#### Data to process
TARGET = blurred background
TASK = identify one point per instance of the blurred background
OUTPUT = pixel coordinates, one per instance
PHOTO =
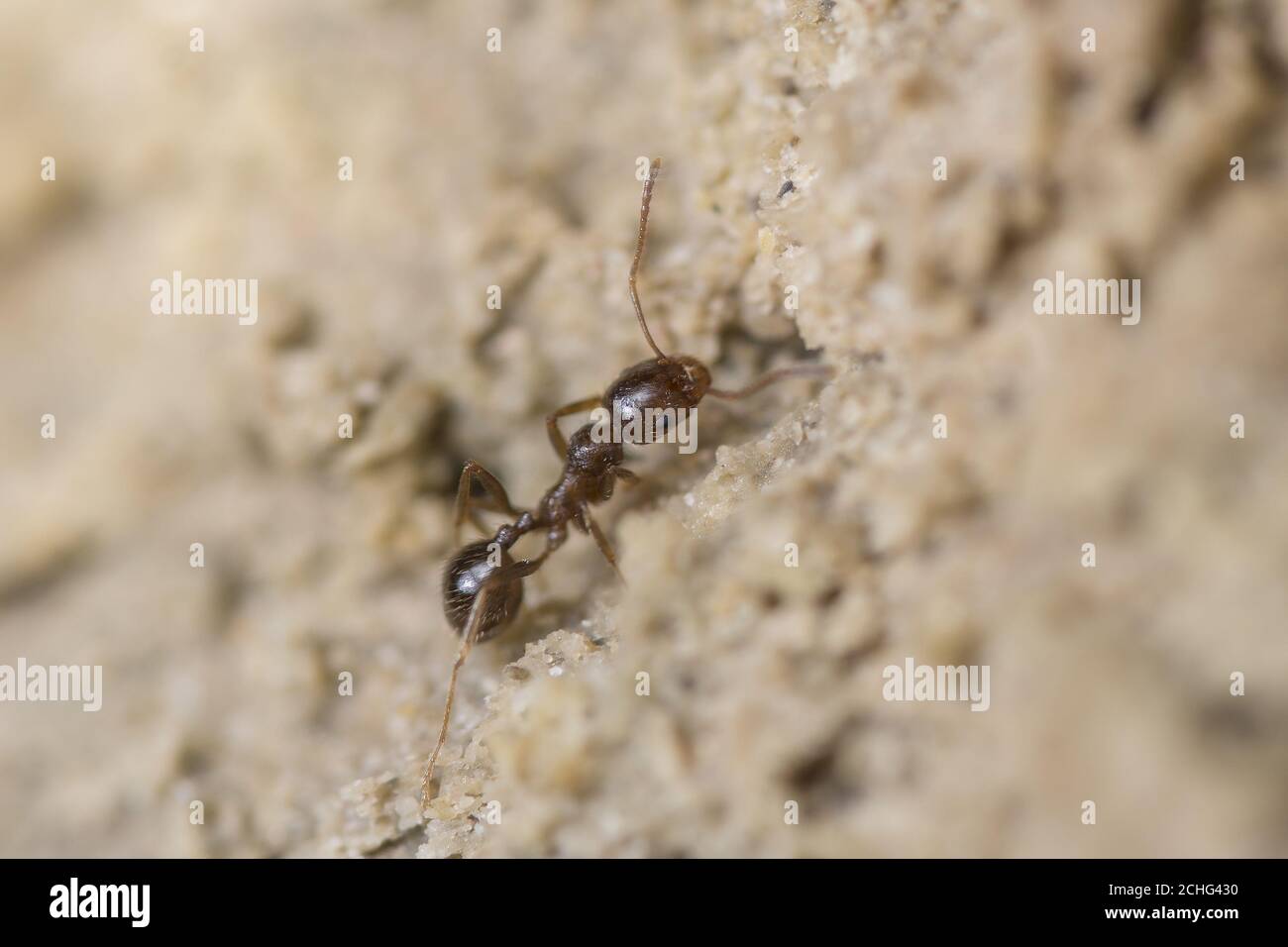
(799, 142)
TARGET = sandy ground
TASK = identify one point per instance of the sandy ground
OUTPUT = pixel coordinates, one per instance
(764, 729)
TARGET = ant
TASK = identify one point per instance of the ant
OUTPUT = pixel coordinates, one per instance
(483, 583)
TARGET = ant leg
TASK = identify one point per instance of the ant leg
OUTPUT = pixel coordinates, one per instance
(464, 502)
(557, 440)
(639, 252)
(601, 541)
(772, 377)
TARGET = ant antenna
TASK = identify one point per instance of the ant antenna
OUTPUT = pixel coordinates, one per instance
(467, 646)
(639, 252)
(772, 377)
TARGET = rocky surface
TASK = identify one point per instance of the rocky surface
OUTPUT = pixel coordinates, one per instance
(803, 172)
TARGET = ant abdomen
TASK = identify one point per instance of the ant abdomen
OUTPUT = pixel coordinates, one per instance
(463, 579)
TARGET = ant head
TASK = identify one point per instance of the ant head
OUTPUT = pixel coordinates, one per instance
(463, 581)
(590, 457)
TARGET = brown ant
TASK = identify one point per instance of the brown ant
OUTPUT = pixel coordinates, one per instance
(483, 583)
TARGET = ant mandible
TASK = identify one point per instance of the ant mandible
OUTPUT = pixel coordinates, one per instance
(483, 583)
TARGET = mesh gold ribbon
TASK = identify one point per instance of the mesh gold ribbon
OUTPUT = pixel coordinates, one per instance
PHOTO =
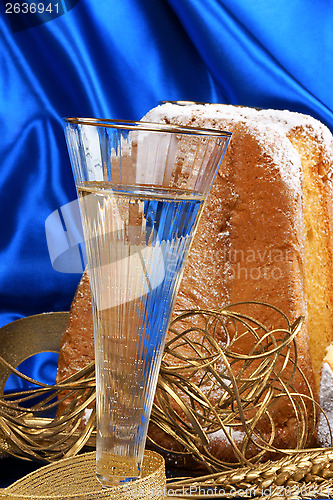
(75, 478)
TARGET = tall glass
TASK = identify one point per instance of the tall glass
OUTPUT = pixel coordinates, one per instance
(141, 188)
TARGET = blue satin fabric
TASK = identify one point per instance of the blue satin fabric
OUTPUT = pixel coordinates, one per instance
(118, 59)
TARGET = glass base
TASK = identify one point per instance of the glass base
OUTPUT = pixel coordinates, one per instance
(110, 481)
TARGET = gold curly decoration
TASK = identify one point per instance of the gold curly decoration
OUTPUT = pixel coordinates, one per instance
(210, 387)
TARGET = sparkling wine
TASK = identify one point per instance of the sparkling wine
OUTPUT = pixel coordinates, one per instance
(137, 240)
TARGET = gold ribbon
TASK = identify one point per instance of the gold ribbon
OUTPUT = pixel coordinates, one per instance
(75, 478)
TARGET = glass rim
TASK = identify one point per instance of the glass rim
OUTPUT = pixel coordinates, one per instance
(147, 126)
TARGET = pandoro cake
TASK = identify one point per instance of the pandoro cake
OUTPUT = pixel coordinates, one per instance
(265, 235)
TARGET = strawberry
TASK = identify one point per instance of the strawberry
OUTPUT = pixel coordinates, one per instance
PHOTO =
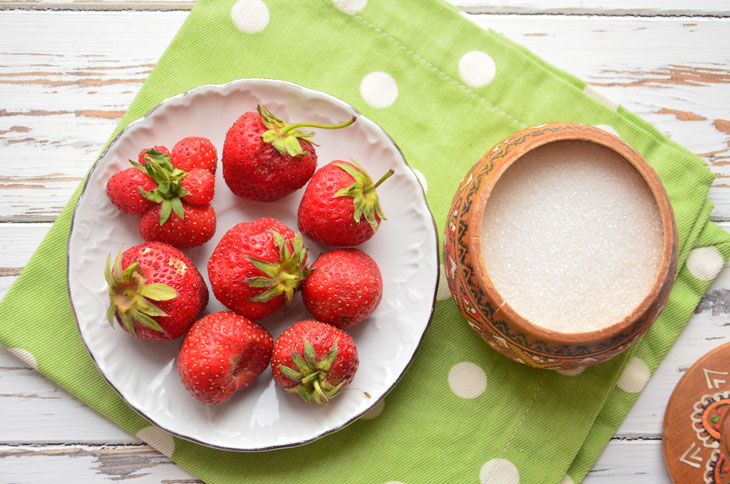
(265, 158)
(200, 185)
(123, 189)
(142, 158)
(155, 292)
(195, 227)
(257, 266)
(174, 220)
(195, 152)
(221, 354)
(340, 205)
(315, 360)
(344, 289)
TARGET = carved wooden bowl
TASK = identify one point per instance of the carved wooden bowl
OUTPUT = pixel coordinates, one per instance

#### Exercise task
All the records need to be repeated exactly, with the images dropped.

#### Problem solution
TARGET = blurred background
TASK = identify one point per instance of the blurred background
OUTPUT = pixel coordinates, one per instance
PHOTO =
(799, 142)
TARGET = sandy ground
TASK = identify one point per instance of the sandy ground
OUTPUT = pixel coordinates, one per instance
(764, 729)
TARGET = ant
TASK = identify one point per instance of the ant
OUTPUT = pixel coordinates, one per instance
(483, 583)
TARGET = ant leg
TASK = identify one point per instance of the ant leg
OUTPUT = pixel coordinates, one per instance
(464, 502)
(557, 440)
(639, 252)
(601, 541)
(772, 377)
TARGET = ant antenna
TASK = identify one point per instance of the ant antenna
OUTPUT = pixel coordinates, one per instance
(467, 646)
(639, 252)
(772, 377)
TARGET = rocky surface
TASK = identify one point per instance of the rocky surface
OUTPUT = pixel coordinates, one per instance
(803, 172)
TARGET = ant abdomen
TASK = identify one point per instance of the ant abdomen
OUTPUT = pixel coordinates, one per instance
(463, 579)
TARGET = ant head
TASK = identify one point per instance of the ant head
OUTPUT = pixel coordinates, one per instance
(463, 581)
(590, 457)
TARGET = brown ant
TASK = identify one point per instance of the brown ant
OUTPUT = pixel coordinates, one per instance
(483, 583)
TARGET = ant mandible
TASK = identify one point per instance of the ant mandible
OUTPUT = pixel coordinates, one per instance
(483, 583)
TARGET = mesh gold ribbon
TASK = identify one point per instance of the mesh gold ribbon
OUTPUT = pixel coordinates, one per instance
PHOTO =
(75, 478)
TARGET = tall glass
TASK = identify one point per instance of the tall glass
OUTPUT = pixel coordinates, one per instance
(141, 188)
TARGET = blue satin fabric
TASK = identify one point per instance of the blue satin fabric
OUTPUT = pixel coordinates, one per instance
(118, 59)
TARGET = glass base
TASK = identify one point per instance of the glass base
OUTPUT = pixel coordinates, one per instance
(110, 481)
TARGET = gold curly decoration
TASK = identify one point per instance of the gold curly decoration
OUTPUT = pixel coordinates, one per instance
(210, 387)
TARGET = sparkling wine
TASK = identify one point per instance of the sparkling wine
OUTPUT = pixel coordinates, one per instance
(137, 240)
TARGET = gold ribbon
TASK = identify one point per instance of the gold ribbon
OUTPUT = pixel coordinates, one per instance
(75, 478)
TARGET = glass rim
TASK = identify one point per instance of the glass rim
OUTPUT = pixel coordinates, one per instance
(147, 126)
TARGET = pandoro cake
TASK = identify one point per instance of the pandoro cake
OUTPUT = pixel coordinates, one per instance
(265, 235)
TARGET = strawberry
TASK = identify one point per instance of the strawberry
OUTPUT = pixel coordinates, one per instance
PHOTO =
(265, 158)
(200, 185)
(123, 189)
(142, 158)
(155, 292)
(195, 227)
(257, 266)
(174, 220)
(195, 152)
(221, 354)
(340, 205)
(315, 360)
(344, 289)
TARGET = carved wooden bowl
TASK = identify one point per instance of the carved wooden bowl
OUTPUT = pixel coordinates, one per instance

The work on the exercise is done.